Yazılı alıştırma 1
Kaynak metne göre Şanghay İşbirliği Örgütü ile ortak diyalog anlaşması hangi tarihte imzalandı?

Kaynak metin
• • •

Kimse kendi ego, nefs ve makam düşüncesiyle hareket etmemeli. 6’lı Masa’nın belki de en önemli katkısı işte bu ortak aidiyet bilinci. O 6’lı Masa yemek yemek için bir araya gelmiyor. Gizli bir şey de yok orada, her şey açık.

“OTORİTER LİDERLERLE VERDİĞİ MANZARA, ÖVÜNÜLECEK BİR MANZARA DEĞİL”

*Geçen gün Şanghay İşbirliği Örgütü fotoğrafı. İktidar cenahı bu fotoğraftan hareketle sayın Cumhurbaşkanı’nın ne büyük siyasi lider olduğunun ispat yarışına girdiler.

*Şanghay İşbirliği Örgütü ile ortak diyalog anlaşmasını 26 Nisan 2013’te ben imzaladım. İmzalarken de hiç gocunmadım, çekinmedim. Ama şimdi o anlaşma üzerinden geliştirilen bu ilişkiler çerçevesinde o fotoğrafa girenlere şunu hatırlatmak isterim: O fotoğraf yanlış olmayabilirdi.

• • •

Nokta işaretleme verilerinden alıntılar
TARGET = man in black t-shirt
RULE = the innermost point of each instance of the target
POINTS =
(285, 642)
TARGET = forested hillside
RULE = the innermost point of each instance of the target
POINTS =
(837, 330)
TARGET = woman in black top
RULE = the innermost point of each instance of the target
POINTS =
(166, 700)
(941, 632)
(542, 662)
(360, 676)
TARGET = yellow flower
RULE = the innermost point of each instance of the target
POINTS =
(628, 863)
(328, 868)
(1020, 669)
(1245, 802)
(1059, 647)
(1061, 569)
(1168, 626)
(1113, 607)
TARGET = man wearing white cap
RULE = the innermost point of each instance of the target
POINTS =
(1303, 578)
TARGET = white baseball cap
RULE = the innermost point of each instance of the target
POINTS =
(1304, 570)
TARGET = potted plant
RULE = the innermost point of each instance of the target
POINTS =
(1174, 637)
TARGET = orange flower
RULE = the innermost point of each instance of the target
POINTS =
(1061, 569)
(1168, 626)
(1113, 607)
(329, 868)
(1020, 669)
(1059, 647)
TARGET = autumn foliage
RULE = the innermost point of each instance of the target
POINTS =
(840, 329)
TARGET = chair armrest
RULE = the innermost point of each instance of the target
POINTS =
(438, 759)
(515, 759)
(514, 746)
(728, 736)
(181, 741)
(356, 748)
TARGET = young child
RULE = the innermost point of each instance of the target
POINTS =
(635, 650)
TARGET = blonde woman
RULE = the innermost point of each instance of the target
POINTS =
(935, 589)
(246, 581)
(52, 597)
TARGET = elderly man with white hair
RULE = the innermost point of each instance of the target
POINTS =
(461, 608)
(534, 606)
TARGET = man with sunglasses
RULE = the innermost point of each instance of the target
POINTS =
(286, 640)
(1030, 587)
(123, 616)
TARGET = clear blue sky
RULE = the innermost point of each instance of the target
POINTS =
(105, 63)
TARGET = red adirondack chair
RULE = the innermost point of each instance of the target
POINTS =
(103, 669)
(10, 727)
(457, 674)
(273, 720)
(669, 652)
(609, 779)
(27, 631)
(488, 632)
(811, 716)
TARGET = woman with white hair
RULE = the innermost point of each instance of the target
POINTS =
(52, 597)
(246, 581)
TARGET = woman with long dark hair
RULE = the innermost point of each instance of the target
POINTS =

• • •

Yazılı alıştırma 2
Listede "TARGET = woman in black top" içeren satırdan listenin sonuna kadar uzanan satırları (iki uç da dahil) yeniden yazın; her "innermost point" ifadesini "central point" ile değiştirin ve geri kalan her şeyi aynı bırakın. Yalnızca bu satırları verin.

Çözümlü cevap 1
26 Nisan 2013'te.

Çözümlü cevap 2
TARGET = woman in black top
RULE = the central point of each instance of the target
POINTS =
(166, 700)
(941, 632)
(542, 662)
(360, 676)
TARGET = yellow flower
RULE = the central point of each instance of the target
POINTS =
(628, 863)
(328, 868)
(1020, 669)
(1245, 802)
(1059, 647)
(1061, 569)
(1168, 626)
(1113, 607)
TARGET = man wearing white cap
RULE = the central point of each instance of the target
POINTS =
(1303, 578)
TARGET = white baseball cap
RULE = the central point of each instance of the target
POINTS =
(1304, 570)
TARGET = potted plant
RULE = the central point of each instance of the target
POINTS =
(1174, 637)
TARGET = orange flower
RULE = the central point of each instance of the target
POINTS =
(1061, 569)
(1168, 626)
(1113, 607)
(329, 868)
(1020, 669)
(1059, 647)
TARGET = autumn foliage
RULE = the central point of each instance of the target
POINTS =
(840, 329)
TARGET = chair armrest
RULE = the central point of each instance of the target
POINTS =
(438, 759)
(515, 759)
(514, 746)
(728, 736)
(181, 741)
(356, 748)
TARGET = young child
RULE = the central point of each instance of the target
POINTS =
(635, 650)
TARGET = blonde woman
RULE = the central point of each instance of the target
POINTS =
(935, 589)
(246, 581)
(52, 597)
TARGET = elderly man with white hair
RULE = the central point of each instance of the target
POINTS =
(461, 608)
(534, 606)
TARGET = man with sunglasses
RULE = the central point of each instance of the target
POINTS =
(286, 640)
(1030, 587)
(123, 616)
TARGET = clear blue sky
RULE = the central point of each instance of the target
POINTS =
(105, 63)
TARGET = red adirondack chair
RULE = the central point of each instance of the target
POINTS =
(103, 669)
(10, 727)
(457, 674)
(273, 720)
(669, 652)
(609, 779)
(27, 631)
(488, 632)
(811, 716)
TARGET = woman with white hair
RULE = the central point of each instance of the target
POINTS =
(52, 597)
(246, 581)
TARGET = woman with long dark hair
RULE = the central point of each instance of the target
POINTS =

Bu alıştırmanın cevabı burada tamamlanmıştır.